→ **Instructions for the task**
Every record that follows must be duplicated exactly, with images left out.

(Rows from a segmentation dataset)
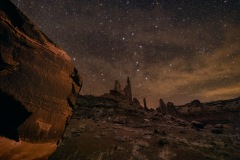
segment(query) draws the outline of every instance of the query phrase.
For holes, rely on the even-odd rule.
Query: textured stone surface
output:
[[[70,57],[9,0],[1,0],[0,136],[56,144],[81,85]]]

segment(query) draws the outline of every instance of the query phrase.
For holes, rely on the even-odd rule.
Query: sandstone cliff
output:
[[[0,1],[0,142],[8,150],[1,147],[0,159],[13,158],[12,141],[19,141],[16,159],[43,159],[31,153],[34,144],[54,150],[82,85],[70,60],[9,0]]]

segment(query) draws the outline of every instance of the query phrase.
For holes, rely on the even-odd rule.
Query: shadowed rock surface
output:
[[[5,149],[0,159],[46,159],[62,137],[81,85],[70,57],[9,0],[1,0],[0,144]],[[34,144],[49,152],[37,154]]]
[[[239,159],[239,127],[180,118],[179,112],[170,115],[176,113],[173,103],[168,107],[163,114],[134,106],[121,95],[79,96],[63,141],[49,160]]]

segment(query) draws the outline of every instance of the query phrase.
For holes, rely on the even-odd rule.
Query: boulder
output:
[[[9,0],[0,1],[0,19],[0,144],[7,150],[0,159],[46,159],[70,120],[81,77]]]
[[[204,128],[204,125],[201,122],[197,122],[197,121],[192,121],[191,125],[192,125],[192,128],[195,128],[197,130]]]

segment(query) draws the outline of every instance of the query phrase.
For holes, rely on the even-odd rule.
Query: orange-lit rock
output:
[[[34,159],[33,155],[41,159],[37,148],[49,144],[44,157],[51,154],[72,115],[81,85],[70,57],[9,0],[1,0],[0,159]],[[14,158],[26,145],[32,145],[29,157]]]

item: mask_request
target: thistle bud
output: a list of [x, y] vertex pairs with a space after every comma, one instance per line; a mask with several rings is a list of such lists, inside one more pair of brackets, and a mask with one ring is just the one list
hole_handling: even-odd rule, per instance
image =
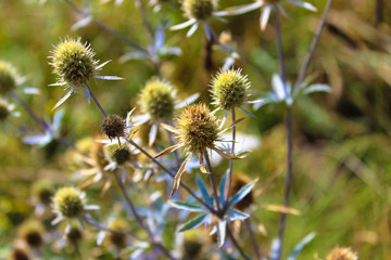
[[81, 192], [74, 187], [62, 187], [54, 195], [54, 210], [65, 218], [78, 217], [84, 212]]
[[185, 0], [182, 8], [187, 17], [204, 21], [212, 16], [214, 4], [212, 0]]
[[326, 260], [357, 260], [357, 255], [350, 248], [335, 248], [327, 256]]
[[55, 47], [51, 65], [62, 82], [75, 88], [85, 87], [97, 70], [98, 62], [93, 56], [91, 48], [81, 43], [80, 38], [68, 38]]
[[242, 106], [249, 96], [250, 83], [240, 69], [219, 72], [212, 80], [212, 98], [222, 109]]
[[16, 88], [16, 69], [12, 65], [0, 61], [0, 94], [9, 94]]
[[109, 115], [101, 122], [102, 132], [110, 139], [125, 135], [125, 120], [118, 115]]
[[152, 119], [174, 116], [174, 93], [169, 83], [157, 78], [149, 80], [141, 93], [141, 105]]
[[177, 121], [177, 128], [179, 143], [191, 153], [212, 148], [218, 139], [217, 119], [204, 104], [185, 108]]

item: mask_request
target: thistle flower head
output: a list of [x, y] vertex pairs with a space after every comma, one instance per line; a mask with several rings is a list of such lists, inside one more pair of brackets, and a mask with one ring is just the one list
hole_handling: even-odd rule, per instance
[[212, 16], [214, 3], [212, 0], [185, 0], [182, 8], [187, 17], [204, 21]]
[[84, 212], [84, 196], [74, 187], [60, 188], [54, 195], [53, 203], [54, 210], [65, 218], [75, 218]]
[[357, 255], [350, 248], [341, 247], [332, 249], [326, 260], [357, 260]]
[[87, 81], [94, 76], [98, 61], [93, 60], [94, 52], [89, 44], [67, 38], [53, 51], [51, 65], [61, 81], [73, 88], [85, 87]]
[[125, 135], [125, 120], [118, 115], [108, 115], [101, 122], [102, 132], [110, 139]]
[[191, 153], [212, 148], [218, 139], [218, 122], [204, 104], [190, 105], [177, 120], [179, 143]]
[[249, 96], [250, 82], [241, 69], [219, 72], [212, 80], [212, 96], [220, 109], [242, 106]]
[[149, 80], [141, 93], [141, 104], [152, 119], [173, 118], [175, 95], [172, 86], [157, 78]]
[[27, 221], [21, 226], [21, 236], [29, 247], [38, 248], [42, 245], [43, 226], [38, 221]]
[[0, 61], [0, 94], [5, 95], [17, 86], [16, 69], [9, 63]]

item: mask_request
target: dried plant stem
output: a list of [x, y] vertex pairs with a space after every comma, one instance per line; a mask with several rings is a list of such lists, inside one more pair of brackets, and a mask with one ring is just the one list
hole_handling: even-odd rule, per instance
[[213, 168], [212, 168], [212, 164], [211, 164], [211, 160], [209, 158], [209, 153], [207, 151], [205, 151], [205, 161], [206, 161], [206, 168], [207, 168], [207, 171], [209, 171], [209, 177], [210, 177], [210, 181], [211, 181], [211, 185], [212, 185], [212, 190], [213, 190], [213, 196], [214, 196], [214, 199], [216, 200], [216, 205], [217, 205], [217, 211], [219, 213], [219, 217], [223, 217], [224, 212], [222, 211], [222, 207], [220, 207], [220, 204], [219, 204], [219, 200], [218, 200], [218, 194], [217, 194], [217, 187], [216, 187], [216, 181], [214, 179], [214, 173], [213, 173]]
[[315, 32], [315, 37], [314, 37], [314, 39], [313, 39], [313, 41], [311, 43], [308, 54], [306, 55], [306, 57], [304, 60], [304, 63], [300, 68], [299, 77], [298, 77], [298, 80], [297, 80], [297, 82], [294, 84], [294, 91], [299, 90], [301, 83], [304, 80], [305, 72], [307, 70], [311, 58], [314, 55], [316, 46], [317, 46], [317, 43], [319, 41], [319, 38], [320, 38], [321, 30], [325, 27], [326, 18], [327, 18], [327, 15], [328, 15], [329, 11], [330, 11], [331, 4], [332, 4], [332, 0], [328, 0], [326, 9], [325, 9], [324, 14], [323, 14], [321, 20], [320, 20], [320, 24], [318, 25], [318, 27], [316, 29], [316, 32]]

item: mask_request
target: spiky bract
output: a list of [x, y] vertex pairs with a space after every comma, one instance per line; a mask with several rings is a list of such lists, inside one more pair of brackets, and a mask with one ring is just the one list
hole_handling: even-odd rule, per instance
[[357, 260], [357, 255], [350, 248], [338, 247], [329, 252], [326, 260]]
[[118, 115], [108, 115], [101, 122], [102, 132], [110, 139], [125, 135], [125, 120]]
[[212, 0], [185, 0], [182, 8], [187, 17], [204, 21], [212, 16], [214, 4]]
[[5, 95], [16, 88], [16, 69], [9, 63], [0, 61], [0, 94]]
[[218, 139], [216, 117], [204, 104], [190, 105], [177, 120], [179, 143], [191, 153], [212, 148]]
[[141, 93], [141, 105], [152, 119], [173, 118], [174, 103], [175, 94], [168, 82], [157, 78], [147, 82]]
[[85, 200], [81, 192], [74, 187], [60, 188], [53, 198], [54, 210], [62, 217], [75, 218], [84, 212]]
[[219, 72], [212, 80], [212, 96], [222, 109], [232, 109], [243, 105], [249, 96], [250, 82], [241, 69]]
[[55, 47], [51, 65], [61, 81], [71, 87], [80, 88], [94, 75], [98, 62], [89, 44], [67, 38]]

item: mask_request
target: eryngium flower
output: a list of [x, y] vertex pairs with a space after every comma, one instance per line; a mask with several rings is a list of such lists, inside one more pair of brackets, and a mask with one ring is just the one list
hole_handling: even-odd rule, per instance
[[15, 90], [17, 80], [16, 80], [16, 70], [12, 65], [0, 61], [0, 94], [5, 95]]
[[249, 96], [250, 82], [241, 69], [219, 72], [212, 80], [212, 98], [220, 109], [232, 109], [244, 104]]
[[357, 260], [357, 255], [350, 248], [335, 248], [327, 256], [326, 260]]
[[141, 92], [141, 105], [154, 120], [173, 118], [175, 95], [172, 86], [157, 78], [151, 79]]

→ **Expected answer**
segment(query) draws the outline of every instance of the query phrase.
For holes, rely on the even-odd rule.
Query: textured stone surface
output:
[[[70,57],[9,0],[1,0],[0,136],[56,144],[81,85]]]

segment(query) draws the outline of every instance of the query phrase.
For holes, rely on the even-odd rule.
Query: sandstone cliff
output:
[[[0,1],[0,142],[8,150],[1,147],[0,159],[13,158],[12,141],[19,141],[16,159],[43,159],[31,153],[34,144],[54,150],[82,85],[70,60],[9,0]]]

segment(query) draws the outline of every instance of the query phrase.
For holes, rely on the even-odd rule.
Query: shadowed rock surface
output:
[[[5,149],[0,159],[46,159],[62,137],[81,85],[70,57],[9,0],[1,0],[0,144]],[[34,144],[49,152],[37,154]]]
[[[239,159],[239,127],[180,118],[179,112],[170,115],[176,113],[173,103],[168,107],[163,114],[134,106],[121,95],[79,96],[63,141],[49,160]]]

segment(query) draws the outline of every instance of the query phrase.
For holes, rely on the even-odd rule.
Query: boulder
output:
[[[9,0],[0,1],[0,19],[0,144],[7,150],[0,159],[46,159],[70,120],[81,77]]]
[[[204,128],[204,125],[201,122],[197,122],[197,121],[192,121],[191,125],[192,125],[192,128],[195,128],[197,130]]]

segment(query) draws the outline of every instance of the query phrase.
For holes, rely on the even-odd rule.
Query: orange-lit rock
output:
[[[34,159],[33,155],[41,159],[37,148],[49,144],[44,157],[51,154],[72,115],[81,85],[70,57],[9,0],[1,0],[0,159]],[[14,158],[26,145],[32,145],[29,157]]]

item: mask_request
target: thistle bud
output: a list of [x, y] vertex pairs with a space after every comma, one instance per line; a mask with several rings is a list of such lists, inside one more pair of brackets, and a mask with one ring is just the one list
hole_handling: even-odd rule, per instance
image =
[[81, 192], [74, 187], [62, 187], [54, 195], [54, 210], [65, 218], [78, 217], [84, 212]]
[[185, 0], [182, 8], [187, 17], [204, 21], [212, 16], [214, 4], [212, 0]]
[[326, 260], [357, 260], [357, 255], [350, 248], [335, 248], [327, 256]]
[[55, 47], [51, 65], [62, 82], [75, 88], [85, 87], [97, 70], [98, 62], [93, 56], [91, 48], [81, 43], [80, 38], [68, 38]]
[[242, 106], [249, 96], [250, 83], [240, 69], [219, 72], [212, 80], [212, 98], [222, 109]]
[[16, 88], [16, 69], [12, 65], [0, 61], [0, 94], [9, 94]]
[[109, 115], [101, 122], [102, 132], [110, 139], [125, 135], [125, 120], [118, 115]]
[[152, 119], [174, 116], [174, 93], [169, 83], [157, 78], [149, 80], [141, 93], [141, 105]]
[[177, 121], [177, 128], [179, 143], [191, 153], [212, 148], [218, 139], [217, 119], [204, 104], [185, 108]]

item: mask_request
target: thistle flower head
output: a list of [x, y] vertex pairs with a space after every comma, one instance per line; a mask with several rings is a list of such lists, inside one more pair of brackets, and a mask with one ring is just the one list
hole_handling: even-odd rule, per instance
[[212, 16], [214, 3], [212, 0], [185, 0], [182, 8], [187, 17], [204, 21]]
[[84, 212], [84, 196], [74, 187], [60, 188], [54, 195], [53, 203], [54, 210], [65, 218], [75, 218]]
[[357, 255], [350, 248], [341, 247], [332, 249], [326, 260], [357, 260]]
[[87, 81], [94, 76], [98, 61], [93, 60], [94, 52], [89, 44], [67, 38], [53, 51], [51, 65], [61, 81], [73, 88], [85, 87]]
[[125, 135], [125, 120], [118, 115], [108, 115], [101, 122], [102, 132], [110, 139]]
[[191, 153], [212, 148], [218, 139], [218, 122], [204, 104], [190, 105], [177, 120], [179, 143]]
[[249, 96], [250, 82], [241, 69], [219, 72], [212, 80], [212, 96], [220, 109], [242, 106]]
[[149, 80], [141, 93], [141, 104], [152, 119], [173, 118], [175, 95], [172, 86], [157, 78]]
[[27, 221], [21, 226], [21, 236], [29, 247], [38, 248], [42, 245], [43, 226], [38, 221]]
[[0, 61], [0, 94], [5, 95], [17, 86], [16, 69], [9, 63]]

item: mask_request
target: dried plant stem
output: a list of [x, y] vertex pairs with a space after every comma, one instance per line; a mask with several rings is a list of such lists, inside one more pair of brackets, and a mask with one ring is just the one list
hole_handling: even-odd rule, per instance
[[213, 168], [212, 168], [212, 164], [211, 164], [211, 160], [209, 158], [209, 153], [207, 151], [205, 151], [205, 161], [206, 161], [206, 168], [207, 168], [207, 171], [209, 171], [209, 177], [210, 177], [210, 181], [211, 181], [211, 185], [212, 185], [212, 190], [213, 190], [213, 196], [214, 196], [214, 199], [216, 200], [216, 205], [217, 205], [217, 211], [219, 213], [219, 217], [223, 217], [224, 212], [222, 211], [222, 207], [220, 207], [220, 204], [219, 204], [219, 200], [218, 200], [218, 194], [217, 194], [217, 187], [216, 187], [216, 181], [214, 179], [214, 173], [213, 173]]
[[315, 32], [315, 37], [314, 37], [314, 39], [313, 39], [313, 41], [311, 43], [308, 54], [306, 55], [306, 57], [304, 60], [304, 63], [300, 68], [299, 77], [298, 77], [298, 80], [297, 80], [297, 82], [294, 84], [294, 91], [299, 90], [301, 83], [304, 80], [305, 72], [307, 70], [311, 58], [314, 55], [316, 46], [317, 46], [317, 43], [319, 41], [319, 38], [320, 38], [321, 30], [325, 27], [326, 18], [327, 18], [327, 15], [328, 15], [329, 11], [330, 11], [331, 4], [332, 4], [332, 0], [328, 0], [326, 9], [325, 9], [324, 14], [323, 14], [321, 20], [320, 20], [320, 24], [318, 25], [318, 27], [316, 29], [316, 32]]

item: mask_request
target: spiky bract
output: a list of [x, y] vertex pairs with a space after every comma, one instance per line; a mask with several rings is a list of such lists, inside one more pair of brackets, and a mask with one ring is just the one list
hole_handling: even-odd rule, per instance
[[357, 260], [357, 255], [350, 248], [338, 247], [329, 252], [326, 260]]
[[118, 115], [108, 115], [101, 122], [102, 132], [110, 139], [125, 135], [125, 120]]
[[212, 0], [185, 0], [182, 8], [187, 17], [204, 21], [212, 16], [214, 4]]
[[5, 95], [16, 88], [16, 69], [9, 63], [0, 61], [0, 94]]
[[218, 139], [216, 117], [204, 104], [190, 105], [177, 120], [179, 143], [191, 153], [212, 148]]
[[141, 93], [141, 105], [152, 119], [173, 118], [174, 103], [175, 94], [168, 82], [157, 78], [147, 82]]
[[85, 200], [81, 192], [74, 187], [60, 188], [53, 198], [54, 210], [62, 217], [75, 218], [84, 212]]
[[219, 72], [212, 80], [212, 96], [222, 109], [232, 109], [243, 105], [249, 96], [250, 82], [241, 69]]
[[55, 47], [51, 65], [61, 81], [71, 87], [80, 88], [94, 75], [98, 62], [89, 44], [67, 38]]

item: mask_request
target: eryngium flower
output: a list of [x, y] vertex pairs with a space after every comma, one instance per line; a mask with several rings is a list of such lists, inside one more pair of brackets, and a mask with one ring is just the one list
hole_handling: even-odd rule, per instance
[[15, 90], [17, 80], [16, 80], [16, 70], [12, 65], [0, 61], [0, 94], [5, 95]]
[[249, 96], [250, 82], [241, 69], [219, 72], [212, 80], [212, 98], [220, 109], [232, 109], [244, 104]]
[[357, 260], [357, 255], [350, 248], [335, 248], [327, 256], [326, 260]]
[[141, 92], [141, 105], [154, 120], [173, 118], [175, 95], [172, 86], [157, 78], [151, 79]]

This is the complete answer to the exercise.